Given entries
--- --- ---
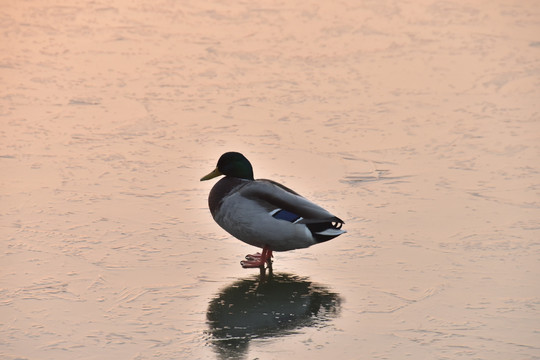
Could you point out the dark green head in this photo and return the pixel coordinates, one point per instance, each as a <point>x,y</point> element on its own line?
<point>232,164</point>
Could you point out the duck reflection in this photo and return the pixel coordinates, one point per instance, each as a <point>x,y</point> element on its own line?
<point>252,308</point>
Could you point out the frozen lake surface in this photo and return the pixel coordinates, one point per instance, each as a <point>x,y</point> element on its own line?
<point>418,123</point>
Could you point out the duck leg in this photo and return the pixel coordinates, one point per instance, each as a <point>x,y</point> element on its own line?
<point>258,260</point>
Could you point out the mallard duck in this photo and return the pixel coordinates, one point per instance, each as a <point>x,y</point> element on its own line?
<point>264,213</point>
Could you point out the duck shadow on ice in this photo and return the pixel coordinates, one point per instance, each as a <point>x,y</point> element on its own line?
<point>280,305</point>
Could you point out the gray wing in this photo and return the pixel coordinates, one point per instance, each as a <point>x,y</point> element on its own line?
<point>279,196</point>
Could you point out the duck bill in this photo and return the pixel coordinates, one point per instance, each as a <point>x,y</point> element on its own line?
<point>212,175</point>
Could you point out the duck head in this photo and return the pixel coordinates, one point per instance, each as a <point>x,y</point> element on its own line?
<point>232,164</point>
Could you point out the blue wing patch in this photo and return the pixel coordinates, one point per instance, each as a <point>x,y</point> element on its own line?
<point>281,214</point>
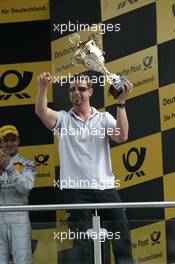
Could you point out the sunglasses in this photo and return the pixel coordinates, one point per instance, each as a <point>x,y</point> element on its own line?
<point>79,88</point>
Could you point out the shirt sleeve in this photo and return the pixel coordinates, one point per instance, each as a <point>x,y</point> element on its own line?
<point>60,116</point>
<point>23,181</point>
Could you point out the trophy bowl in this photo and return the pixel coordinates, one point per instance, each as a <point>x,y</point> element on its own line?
<point>90,55</point>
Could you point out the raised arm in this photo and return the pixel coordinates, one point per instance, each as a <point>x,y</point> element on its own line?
<point>122,120</point>
<point>46,114</point>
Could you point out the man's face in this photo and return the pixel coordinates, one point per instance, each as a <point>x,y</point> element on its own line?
<point>79,93</point>
<point>9,144</point>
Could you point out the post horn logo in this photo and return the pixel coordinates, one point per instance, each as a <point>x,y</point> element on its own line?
<point>147,62</point>
<point>23,82</point>
<point>155,237</point>
<point>134,168</point>
<point>41,159</point>
<point>123,3</point>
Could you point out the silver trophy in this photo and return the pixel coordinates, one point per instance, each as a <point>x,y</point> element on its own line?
<point>88,54</point>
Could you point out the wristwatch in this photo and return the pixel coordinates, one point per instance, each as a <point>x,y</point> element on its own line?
<point>121,105</point>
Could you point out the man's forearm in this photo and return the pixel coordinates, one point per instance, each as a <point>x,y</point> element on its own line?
<point>41,102</point>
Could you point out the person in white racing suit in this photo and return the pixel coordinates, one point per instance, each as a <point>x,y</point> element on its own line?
<point>17,175</point>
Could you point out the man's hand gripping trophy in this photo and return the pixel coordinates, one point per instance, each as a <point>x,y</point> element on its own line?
<point>89,54</point>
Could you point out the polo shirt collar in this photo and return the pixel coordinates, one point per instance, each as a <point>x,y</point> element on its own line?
<point>94,111</point>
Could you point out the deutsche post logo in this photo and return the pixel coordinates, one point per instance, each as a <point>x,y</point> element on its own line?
<point>41,159</point>
<point>135,168</point>
<point>147,62</point>
<point>155,237</point>
<point>23,82</point>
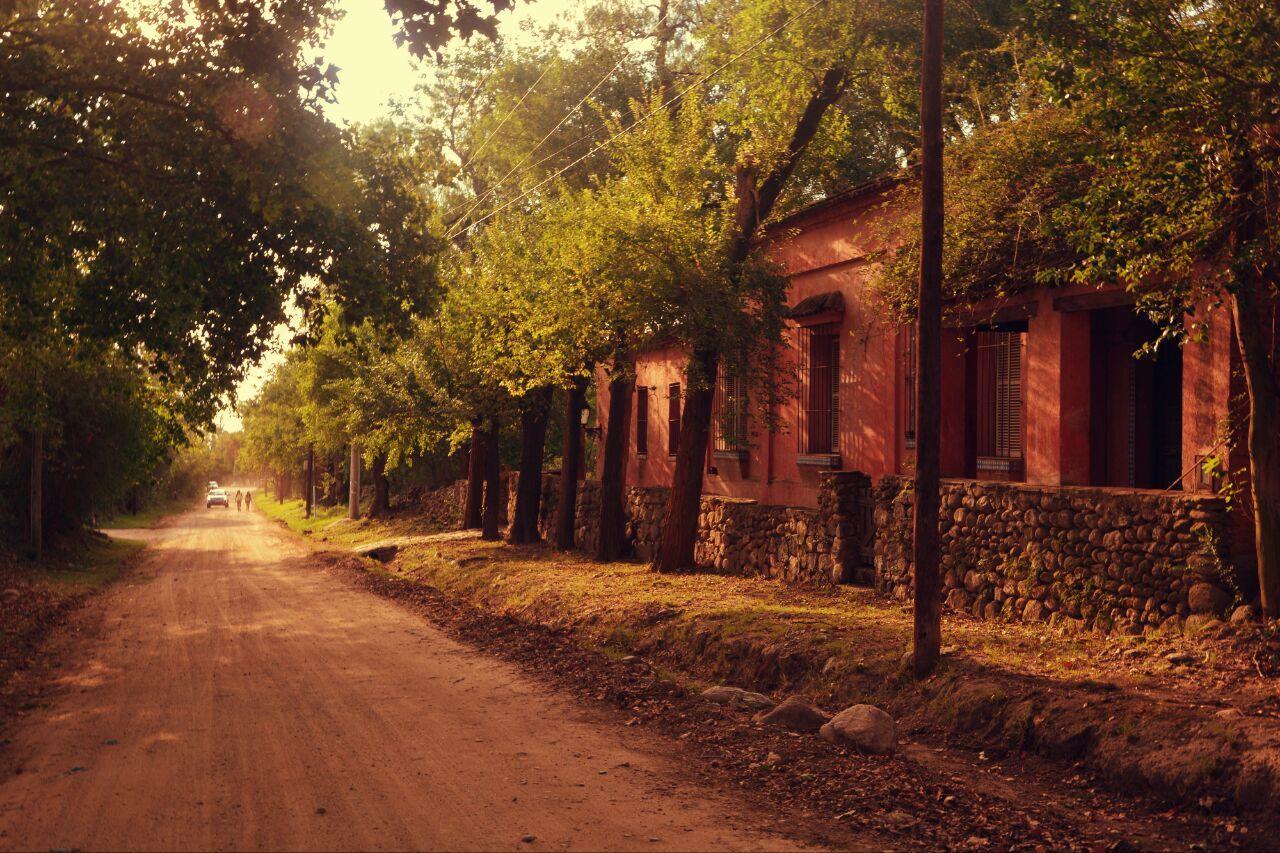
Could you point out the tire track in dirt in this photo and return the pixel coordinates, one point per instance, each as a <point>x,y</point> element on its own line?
<point>236,697</point>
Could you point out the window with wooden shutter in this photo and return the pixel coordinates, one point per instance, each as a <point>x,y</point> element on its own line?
<point>641,420</point>
<point>819,389</point>
<point>672,419</point>
<point>730,409</point>
<point>1000,402</point>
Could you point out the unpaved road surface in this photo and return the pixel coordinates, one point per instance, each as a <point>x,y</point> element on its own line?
<point>237,698</point>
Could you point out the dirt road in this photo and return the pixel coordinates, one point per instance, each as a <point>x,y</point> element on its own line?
<point>237,698</point>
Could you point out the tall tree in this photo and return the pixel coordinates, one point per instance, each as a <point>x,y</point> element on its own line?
<point>928,448</point>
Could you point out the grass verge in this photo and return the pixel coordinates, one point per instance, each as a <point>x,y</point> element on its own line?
<point>293,514</point>
<point>37,597</point>
<point>1116,705</point>
<point>150,516</point>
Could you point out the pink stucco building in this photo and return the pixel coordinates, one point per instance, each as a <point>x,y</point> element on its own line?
<point>1041,387</point>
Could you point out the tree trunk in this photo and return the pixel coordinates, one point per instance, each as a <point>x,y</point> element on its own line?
<point>353,483</point>
<point>1261,381</point>
<point>529,488</point>
<point>37,493</point>
<point>474,505</point>
<point>928,429</point>
<point>489,529</point>
<point>571,466</point>
<point>613,471</point>
<point>680,530</point>
<point>309,486</point>
<point>382,503</point>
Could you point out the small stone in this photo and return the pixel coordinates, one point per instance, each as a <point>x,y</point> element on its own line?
<point>1202,624</point>
<point>737,698</point>
<point>864,726</point>
<point>794,715</point>
<point>1244,614</point>
<point>1033,611</point>
<point>1207,598</point>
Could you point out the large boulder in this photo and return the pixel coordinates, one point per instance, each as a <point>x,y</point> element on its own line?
<point>737,698</point>
<point>863,726</point>
<point>795,715</point>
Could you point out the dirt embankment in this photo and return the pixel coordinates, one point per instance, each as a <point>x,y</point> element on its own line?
<point>1188,723</point>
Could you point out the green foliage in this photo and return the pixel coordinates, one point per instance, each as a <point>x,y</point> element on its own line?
<point>167,179</point>
<point>106,428</point>
<point>1010,188</point>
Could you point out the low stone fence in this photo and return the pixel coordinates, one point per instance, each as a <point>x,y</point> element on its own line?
<point>443,506</point>
<point>739,537</point>
<point>1104,559</point>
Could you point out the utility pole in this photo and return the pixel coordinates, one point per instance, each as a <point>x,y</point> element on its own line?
<point>928,387</point>
<point>310,486</point>
<point>37,492</point>
<point>353,483</point>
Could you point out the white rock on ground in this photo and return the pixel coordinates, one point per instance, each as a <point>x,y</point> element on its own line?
<point>794,715</point>
<point>863,726</point>
<point>737,698</point>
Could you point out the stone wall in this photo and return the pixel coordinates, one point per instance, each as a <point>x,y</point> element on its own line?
<point>443,506</point>
<point>1102,559</point>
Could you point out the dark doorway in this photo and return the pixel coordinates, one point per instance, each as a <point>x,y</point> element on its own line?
<point>1136,404</point>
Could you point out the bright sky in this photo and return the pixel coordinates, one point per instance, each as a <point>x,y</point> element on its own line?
<point>373,71</point>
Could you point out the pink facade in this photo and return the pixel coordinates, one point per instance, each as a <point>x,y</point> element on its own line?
<point>1041,387</point>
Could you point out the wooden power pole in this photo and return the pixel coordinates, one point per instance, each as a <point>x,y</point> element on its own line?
<point>353,483</point>
<point>928,387</point>
<point>37,493</point>
<point>310,486</point>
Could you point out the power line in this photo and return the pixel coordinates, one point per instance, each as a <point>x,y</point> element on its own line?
<point>548,135</point>
<point>512,112</point>
<point>645,117</point>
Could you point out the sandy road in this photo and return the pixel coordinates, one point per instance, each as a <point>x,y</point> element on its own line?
<point>240,699</point>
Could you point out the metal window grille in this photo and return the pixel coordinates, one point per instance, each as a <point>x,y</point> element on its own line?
<point>1000,395</point>
<point>818,386</point>
<point>673,418</point>
<point>641,420</point>
<point>730,409</point>
<point>909,356</point>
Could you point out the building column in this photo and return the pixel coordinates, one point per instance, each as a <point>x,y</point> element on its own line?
<point>1056,396</point>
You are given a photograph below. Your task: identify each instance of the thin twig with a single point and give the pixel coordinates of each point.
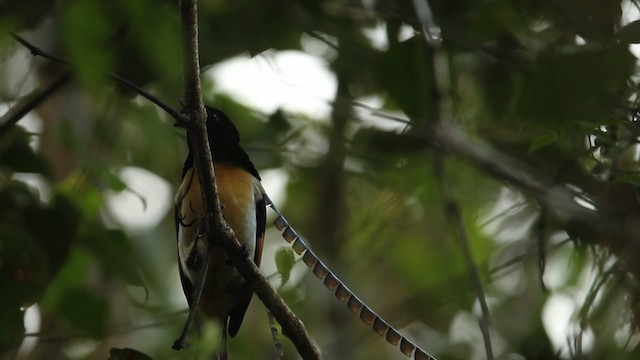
(217, 228)
(30, 102)
(36, 51)
(274, 336)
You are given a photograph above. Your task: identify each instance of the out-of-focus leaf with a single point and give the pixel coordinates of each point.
(11, 327)
(24, 270)
(630, 33)
(20, 158)
(543, 140)
(24, 13)
(581, 86)
(113, 249)
(284, 263)
(86, 28)
(54, 227)
(412, 87)
(127, 354)
(85, 311)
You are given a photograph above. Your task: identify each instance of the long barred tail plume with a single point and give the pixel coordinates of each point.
(342, 293)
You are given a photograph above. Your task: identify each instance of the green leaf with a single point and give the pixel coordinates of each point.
(11, 327)
(411, 87)
(85, 311)
(543, 140)
(54, 227)
(113, 249)
(127, 354)
(285, 259)
(24, 270)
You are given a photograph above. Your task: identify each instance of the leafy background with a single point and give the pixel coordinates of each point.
(550, 85)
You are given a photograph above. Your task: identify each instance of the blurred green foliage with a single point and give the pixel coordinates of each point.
(549, 83)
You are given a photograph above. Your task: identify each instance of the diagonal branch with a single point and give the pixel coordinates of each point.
(36, 51)
(30, 102)
(217, 227)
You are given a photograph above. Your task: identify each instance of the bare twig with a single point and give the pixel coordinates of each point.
(217, 227)
(274, 336)
(30, 102)
(36, 51)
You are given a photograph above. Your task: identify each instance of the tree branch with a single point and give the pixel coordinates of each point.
(30, 102)
(36, 51)
(292, 327)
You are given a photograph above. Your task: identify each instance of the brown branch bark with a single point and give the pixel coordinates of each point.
(217, 227)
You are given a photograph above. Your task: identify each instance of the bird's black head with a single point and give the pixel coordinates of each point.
(220, 130)
(224, 142)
--- --- ---
Reproduce the data above verbatim, from the line with "Could you point out the shirt" to the line with "<point>46,114</point>", including both of those lines.

Could you point out the shirt sleeve in this photo and return the pixel coordinates, one point per instance, each as a <point>x,y</point> element on its own line?
<point>60,116</point>
<point>23,181</point>
Could you point out the trophy bowl in this photo and return the pixel coordinates, one point per instance, each as a <point>x,y</point> element on its own line?
<point>90,55</point>
Could you point out the raised arm in this photo and return the pixel coordinates, one point per instance, each as a <point>x,y</point> element on its own line?
<point>122,120</point>
<point>46,114</point>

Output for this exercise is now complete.